◆ WORK TO BE COMPLETED ◆
Return the entries below verbatim. Pictures stay out.

══ RECORDS TO USE ══

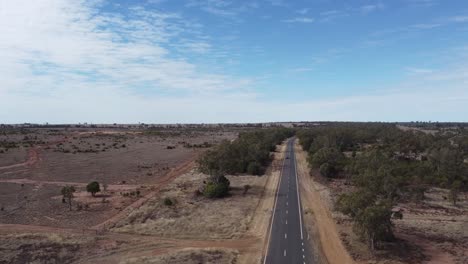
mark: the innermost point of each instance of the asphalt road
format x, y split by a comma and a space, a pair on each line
288, 241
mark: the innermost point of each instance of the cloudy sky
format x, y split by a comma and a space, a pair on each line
201, 61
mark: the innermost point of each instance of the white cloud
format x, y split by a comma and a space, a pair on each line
303, 11
371, 8
459, 19
299, 20
412, 70
51, 45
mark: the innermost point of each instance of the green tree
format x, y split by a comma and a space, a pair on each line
353, 203
68, 194
326, 170
454, 191
93, 188
374, 223
217, 187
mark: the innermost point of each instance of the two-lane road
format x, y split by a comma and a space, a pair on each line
288, 242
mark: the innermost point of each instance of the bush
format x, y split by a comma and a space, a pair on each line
254, 169
168, 201
246, 188
217, 189
326, 170
93, 188
374, 224
352, 204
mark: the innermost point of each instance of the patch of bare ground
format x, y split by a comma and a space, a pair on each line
189, 256
193, 216
41, 248
316, 202
431, 231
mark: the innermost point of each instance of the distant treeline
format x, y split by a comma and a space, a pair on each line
387, 165
249, 153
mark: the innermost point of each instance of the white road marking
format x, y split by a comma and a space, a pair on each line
274, 210
298, 199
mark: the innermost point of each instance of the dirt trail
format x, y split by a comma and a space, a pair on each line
331, 244
259, 226
161, 182
111, 187
33, 154
33, 157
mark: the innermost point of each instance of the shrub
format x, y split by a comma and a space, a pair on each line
326, 170
374, 224
217, 189
168, 201
93, 188
246, 188
254, 168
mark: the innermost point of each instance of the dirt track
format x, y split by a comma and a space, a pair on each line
331, 244
249, 246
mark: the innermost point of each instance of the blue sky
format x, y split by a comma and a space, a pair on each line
171, 61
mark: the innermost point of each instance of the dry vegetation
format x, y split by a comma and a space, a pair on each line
189, 256
129, 222
192, 215
432, 229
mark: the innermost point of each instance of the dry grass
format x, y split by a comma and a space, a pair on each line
40, 248
196, 217
189, 256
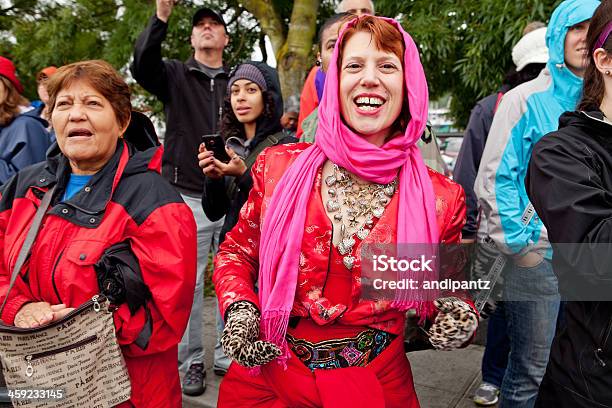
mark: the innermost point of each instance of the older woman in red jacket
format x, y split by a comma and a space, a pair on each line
308, 337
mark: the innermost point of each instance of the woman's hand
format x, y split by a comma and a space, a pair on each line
208, 163
454, 325
240, 337
216, 169
39, 313
235, 167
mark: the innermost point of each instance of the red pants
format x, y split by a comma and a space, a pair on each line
385, 383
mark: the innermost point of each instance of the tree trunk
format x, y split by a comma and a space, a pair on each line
292, 51
294, 58
269, 20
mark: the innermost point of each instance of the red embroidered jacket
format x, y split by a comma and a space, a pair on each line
236, 264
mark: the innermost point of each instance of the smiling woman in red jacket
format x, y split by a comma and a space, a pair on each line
107, 191
308, 337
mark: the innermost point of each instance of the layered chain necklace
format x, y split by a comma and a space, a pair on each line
351, 201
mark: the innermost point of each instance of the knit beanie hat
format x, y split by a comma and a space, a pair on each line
7, 70
530, 49
249, 72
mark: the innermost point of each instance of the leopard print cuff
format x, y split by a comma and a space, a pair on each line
455, 324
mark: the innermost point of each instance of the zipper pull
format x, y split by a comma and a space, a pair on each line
598, 357
96, 303
29, 368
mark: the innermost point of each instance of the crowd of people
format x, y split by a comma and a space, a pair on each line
289, 196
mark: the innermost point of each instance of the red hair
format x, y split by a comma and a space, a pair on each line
386, 37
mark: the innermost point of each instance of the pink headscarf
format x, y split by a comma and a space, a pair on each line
283, 229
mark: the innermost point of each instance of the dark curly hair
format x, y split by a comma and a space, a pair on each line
230, 126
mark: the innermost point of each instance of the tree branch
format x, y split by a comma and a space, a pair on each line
269, 20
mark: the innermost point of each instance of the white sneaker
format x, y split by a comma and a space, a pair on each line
486, 395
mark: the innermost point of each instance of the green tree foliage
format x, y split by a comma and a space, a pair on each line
36, 34
466, 44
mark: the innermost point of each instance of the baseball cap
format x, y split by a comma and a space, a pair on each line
7, 70
207, 12
46, 73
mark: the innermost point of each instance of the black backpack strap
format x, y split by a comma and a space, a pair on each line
24, 252
120, 280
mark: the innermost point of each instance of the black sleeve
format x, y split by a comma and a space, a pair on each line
564, 184
215, 201
468, 161
148, 68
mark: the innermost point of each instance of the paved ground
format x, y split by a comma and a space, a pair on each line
443, 379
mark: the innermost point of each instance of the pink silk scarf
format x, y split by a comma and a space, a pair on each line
283, 227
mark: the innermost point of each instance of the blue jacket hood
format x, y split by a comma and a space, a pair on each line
566, 86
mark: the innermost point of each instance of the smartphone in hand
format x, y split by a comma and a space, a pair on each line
216, 144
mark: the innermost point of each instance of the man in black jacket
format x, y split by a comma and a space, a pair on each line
192, 93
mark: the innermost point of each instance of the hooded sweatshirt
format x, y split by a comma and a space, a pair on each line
215, 201
524, 116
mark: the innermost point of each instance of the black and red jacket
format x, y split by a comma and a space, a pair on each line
127, 200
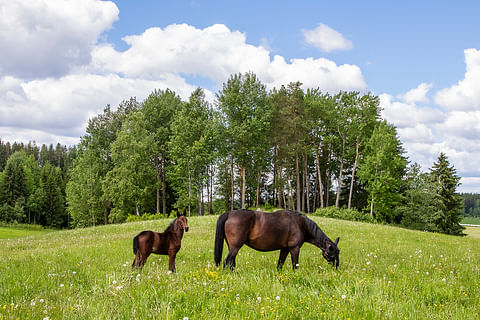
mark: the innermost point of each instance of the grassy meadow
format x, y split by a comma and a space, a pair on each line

═══

◆ THE SOLUTION ◆
mark: the innermost point of each instance of the asphalt road
format x, y split by a comma and a space, a pair on each line
288, 241
mark: the innermost point of each instance of the cloudy sky
format x, y split by a comma and a space, a pair on each line
201, 61
mark: the innermost point of each instance of the white cloud
format x, y split by a comma and a space, a pair on each line
303, 11
371, 8
459, 19
299, 20
412, 70
51, 45
mark: the innermost point of each instance of the green tree
format x, y split by a comma and a space, a pair on each line
353, 203
68, 194
326, 170
454, 191
93, 188
374, 223
217, 187
mark: the innermost point of each instance of the two-lane road
format x, y split by a comma and a space, a pair on each line
288, 242
mark: the innermost point of each instance of the bush
format x, y split by a comma and a space, a pair on each line
254, 169
168, 201
246, 188
217, 189
326, 170
93, 188
374, 224
352, 204
mark: the innermost point of each instance of the patch of bare ground
format x, y split by a comma and a space, a pair on each line
189, 256
193, 216
41, 248
316, 202
431, 231
mark: the innermost point of each instance of the distant treeline
format x, y split by a comma and a space, a pair on each line
387, 165
249, 153
mark: the innermost point of each instance of the white road marking
format x, y split by a comma and a space, a pair on each line
274, 210
298, 199
mark: the innermost point of each instance of the dirt trail
format x, y split by a comma and a space, a pair on each line
331, 244
259, 226
161, 182
111, 187
33, 154
33, 157
mark: the innermost point of each instance of the shrub
format x, y split by a comma and a space, a pair on each line
326, 170
374, 224
217, 189
168, 201
93, 188
246, 188
254, 168
mark: the innermost point of each instance of the dirt track
format x, y split by a comma and a space, a pair on each line
331, 244
249, 246
mark: the innermost point of each instance of the blue sky
format x, y split by a comma and a space, a pair on each line
171, 61
mark: the innermost point of each instance of the dry vegetation
format x, y split by a comma and a space, a pair on each line
189, 256
129, 222
192, 215
432, 229
mark: the innermost point of each instance of the dry grass
format x, y split by a comma and a space, a pair on each line
40, 248
196, 217
189, 256
mark: the innermost point of each instance of the older woman in red jacket
format x, y split by a comma and a space, a pair on each line
308, 337
mark: the innermost point of each instance of the woman's hand
format x, y split by a comma and a space, a pair on each line
208, 163
454, 325
240, 337
216, 169
39, 313
235, 167
mark: the innermost point of each instance of the red pants
format x, y split by a comma and a space, a pair on each line
385, 383
mark: the innermost point of each instance of the tree trunk
format x, y split by a comma and a space, a pair on each line
292, 51
294, 58
269, 20
mark: the innermost point of each instance of the red embroidered jacket
format x, y split by a comma and a space, a pair on each line
236, 264
mark: the innermost point of each instance of the smiling woman in red jacket
format x, y split by a comma and a space, a pair on each line
107, 191
308, 337
mark: the innermost point of each instance of the layered chain necklace
format x, y split by a comma and a space, a pair on each line
351, 201
mark: the innermost point of each instance of the knit beanie hat
format x, y split by a comma and a space, a pair on each line
7, 70
530, 49
249, 72
mark: the innermost point of each instance of the leopard print cuff
format x, y split by a comma and a space, a pair on each line
455, 324
mark: the innermost point of each instance of the zipper pull
format x, y split by a comma and a space, a pair on each line
598, 357
96, 303
29, 368
mark: the innermost point of each instance of the crowd of people
format x, y split by a comma and a space, a pair on each line
289, 196
mark: the innermost point of each instance of the red hair
format x, y split by a comma and a space, a pair on each line
386, 37
mark: the innermost point of each instance of the pink headscarf
format x, y split by a comma and a space, a pair on each line
283, 229
mark: the innermost point of each instance of the dark curly hair
format x, y split by a comma and a space, a pair on each line
230, 126
mark: the innermost point of each instance of the tree branch
format x, y split by a comma and a space, a pair on each line
269, 20
mark: the innermost point of each instance of the white sneaker
format x, y split by a comma and a space, a pair on each line
486, 395
mark: the innermost point of each instance of the green tree foliage
format x, y split by a comma and a space, a pair on each line
36, 34
466, 44
mark: the innermost point of each instance of the baseball cap
format x, y split by a comma and a space, a pair on each line
7, 70
207, 12
46, 73
mark: the innermost point of each instance of the black backpack strap
format x, y split by a comma and a space, a pair on each line
24, 252
120, 280
mark: the innermost point of each instance of the black sleeve
format x, y split by a comma and a space, a pair on each line
564, 184
215, 201
468, 161
148, 68
mark: the innermost point of each instance of the paved ground
format x, y split by a comma and a space, a pair on each line
443, 379
mark: the innermost point of each instance of the pink silk scarf
format x, y split by a comma and a space, a pair on each line
283, 227
mark: the innermost point of each instance of the blue jacket hood
format x, y split by a comma and a space, a pair on each line
566, 86
mark: the innermost point of each instance of the smartphone in hand
format x, y split by a comma and a space, a pair on each line
216, 144
mark: the innermost point of each instance of the man in black jacket
format x, y split by a comma and a space, a pair on each line
192, 93
mark: the innermost point of each instance of the hooded sweatshirt
format x, y split by a comma and a space, a pair on each line
215, 201
524, 116
mark: the innermost point of each instance of the black and red jacket
format x, y split by a comma and a space, a pair on each line
127, 200
mark: the innermost point of each instance of the grassy meadow
format x, y split by a comma and a space, a pair on each line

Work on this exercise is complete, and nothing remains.